--- Given data ---

______________________________

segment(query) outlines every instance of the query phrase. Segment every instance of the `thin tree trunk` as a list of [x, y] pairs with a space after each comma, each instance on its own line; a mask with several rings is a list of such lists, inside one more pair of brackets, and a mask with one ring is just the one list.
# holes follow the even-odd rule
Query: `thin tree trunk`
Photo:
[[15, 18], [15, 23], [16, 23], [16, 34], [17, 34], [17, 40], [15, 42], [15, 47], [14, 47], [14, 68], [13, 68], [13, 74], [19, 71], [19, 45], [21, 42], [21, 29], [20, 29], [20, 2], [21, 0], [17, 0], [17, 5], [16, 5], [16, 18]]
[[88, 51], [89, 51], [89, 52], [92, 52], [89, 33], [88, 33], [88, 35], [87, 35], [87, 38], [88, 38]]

______________________________

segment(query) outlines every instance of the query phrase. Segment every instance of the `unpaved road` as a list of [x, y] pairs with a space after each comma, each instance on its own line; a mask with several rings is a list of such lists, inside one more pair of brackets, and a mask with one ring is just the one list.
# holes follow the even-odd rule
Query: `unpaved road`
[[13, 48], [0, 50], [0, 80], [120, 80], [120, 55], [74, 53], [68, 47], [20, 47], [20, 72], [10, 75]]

______________________________

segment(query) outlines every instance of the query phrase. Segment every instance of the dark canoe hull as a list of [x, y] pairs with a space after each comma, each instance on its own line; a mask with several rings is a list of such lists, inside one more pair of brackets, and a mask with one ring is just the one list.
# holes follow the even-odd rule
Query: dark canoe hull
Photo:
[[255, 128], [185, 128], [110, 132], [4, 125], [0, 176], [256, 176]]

______________________________

--- Stated goal ---
Recast the lines as a Markdown table with the columns Number and Line. Begin at the line that has "of the dark", stop after the line that has "176], [256, 176]]", number each line in order, and leave out any blank lines.

--- Result ---
| Number | Line |
|---|---|
| 1 | segment(query) outlines every instance of the query phrase. Segment every instance of the dark canoe hull as a list of [x, y] pairs with a space after each comma, each instance on its own line; a mask with several rings is a list of such lists, inside one more pair of brackets, and a mask with one ring is just the one list. |
| 2 | # holes follow the even-odd rule |
| 3 | Query: dark canoe hull |
| 4 | Photo: |
| 5 | [[255, 128], [185, 128], [110, 132], [4, 125], [0, 176], [256, 176]] |